[[ Data, beginning ]]

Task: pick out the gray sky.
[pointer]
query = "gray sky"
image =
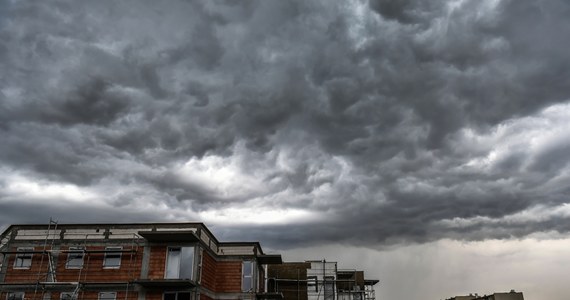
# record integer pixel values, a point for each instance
(417, 133)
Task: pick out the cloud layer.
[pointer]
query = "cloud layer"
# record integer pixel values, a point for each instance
(294, 122)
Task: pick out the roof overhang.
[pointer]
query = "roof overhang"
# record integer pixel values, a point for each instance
(170, 236)
(269, 296)
(371, 281)
(270, 259)
(165, 283)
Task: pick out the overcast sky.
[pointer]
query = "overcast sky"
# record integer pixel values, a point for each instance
(428, 138)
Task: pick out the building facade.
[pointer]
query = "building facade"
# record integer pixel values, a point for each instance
(164, 261)
(319, 280)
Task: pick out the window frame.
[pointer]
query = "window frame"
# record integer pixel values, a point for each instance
(26, 255)
(116, 252)
(22, 297)
(177, 293)
(72, 255)
(190, 250)
(101, 298)
(251, 276)
(71, 296)
(312, 284)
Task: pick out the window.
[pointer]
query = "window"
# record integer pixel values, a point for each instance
(312, 284)
(179, 263)
(329, 287)
(247, 283)
(177, 296)
(199, 268)
(15, 296)
(112, 257)
(24, 259)
(67, 296)
(107, 295)
(74, 258)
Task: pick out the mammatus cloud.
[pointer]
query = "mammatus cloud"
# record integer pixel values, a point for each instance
(371, 122)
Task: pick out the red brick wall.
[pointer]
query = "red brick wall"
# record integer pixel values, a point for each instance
(209, 267)
(157, 262)
(81, 296)
(153, 295)
(228, 277)
(93, 270)
(204, 297)
(95, 295)
(31, 274)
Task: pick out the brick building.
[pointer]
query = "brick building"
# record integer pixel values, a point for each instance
(319, 280)
(164, 261)
(512, 295)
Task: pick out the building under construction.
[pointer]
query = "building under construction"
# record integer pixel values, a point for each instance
(156, 261)
(319, 280)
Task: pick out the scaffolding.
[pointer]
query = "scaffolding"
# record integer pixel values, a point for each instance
(46, 279)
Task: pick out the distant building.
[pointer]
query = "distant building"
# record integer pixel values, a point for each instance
(512, 295)
(319, 280)
(156, 261)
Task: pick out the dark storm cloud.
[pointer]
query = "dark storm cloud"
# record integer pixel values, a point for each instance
(381, 118)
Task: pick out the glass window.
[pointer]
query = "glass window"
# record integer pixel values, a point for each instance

[[ Data, end ]]

Work instructions >> Without carrying over any picture, write out the entries above once more, exactly.

Your response >>
Task: pick out the gray sky.
[pointer]
query = "gray sky"
image =
# record integer pixel values, a point for each instance
(417, 133)
Task: pick out the cloud layer.
[pointer]
query = "cloud layer"
# record integer pixel values, a point for each instance
(294, 122)
Task: pick out the roof overhang.
[pointer]
query = "roof overhang"
# record integer pixel values, a point for each instance
(170, 236)
(269, 296)
(371, 281)
(270, 259)
(165, 283)
Task: pick out the overcast sky.
[pointer]
query = "overcast sky"
# record integer pixel values, a point for each instance
(428, 138)
Task: pick out the building facade.
[pointer]
query = "building facade"
# record integer pixel values, a point for each instance
(164, 261)
(319, 280)
Task: pick out the window frame.
[pointer]
query = "window frame"
# record integer pixel values, a point for each instance
(26, 255)
(116, 252)
(22, 297)
(177, 293)
(72, 255)
(190, 250)
(101, 298)
(251, 276)
(71, 296)
(312, 284)
Task: pick out the window.
[pointer]
query = "window"
# record integer pixel values, a point for each instance
(312, 284)
(179, 263)
(329, 287)
(247, 283)
(177, 296)
(199, 268)
(15, 296)
(112, 257)
(24, 259)
(67, 296)
(107, 295)
(74, 258)
Task: pick out the mammatus cloud.
[pointer]
query = "mammatus cloud"
# record integer pixel values, a point for each instance
(371, 122)
Task: pick out the red brick wall.
[pointer]
query = "red brick wall"
# record integer pixel values, a point for each instance
(209, 267)
(157, 262)
(81, 296)
(153, 295)
(228, 277)
(93, 270)
(204, 297)
(95, 295)
(31, 274)
Task: pick out the brick building.
[pointer]
query = "brick building"
# record integer pixel values, a point for each instance
(319, 280)
(164, 261)
(512, 295)
Task: pick out the building under construction.
[pointer]
query = "building under construction"
# record integer pixel values, a point for each instance
(156, 261)
(319, 280)
Task: pick out the scaffolding.
[pointer]
query = "scaffolding"
# record integer pixel values, a point for each instance
(46, 279)
Task: pick out the distant building.
[pointer]
query = "distant building"
# record integer pixel values, a point for each instance
(512, 295)
(319, 280)
(156, 261)
Task: pick out the dark storm cloud.
[pointer]
query = "dark storm cloud"
# record integer pixel values, a point for each instance
(381, 118)
Task: pick out the glass window.
[pointer]
query = "glass window"
# record integer pixel values, a point for each instance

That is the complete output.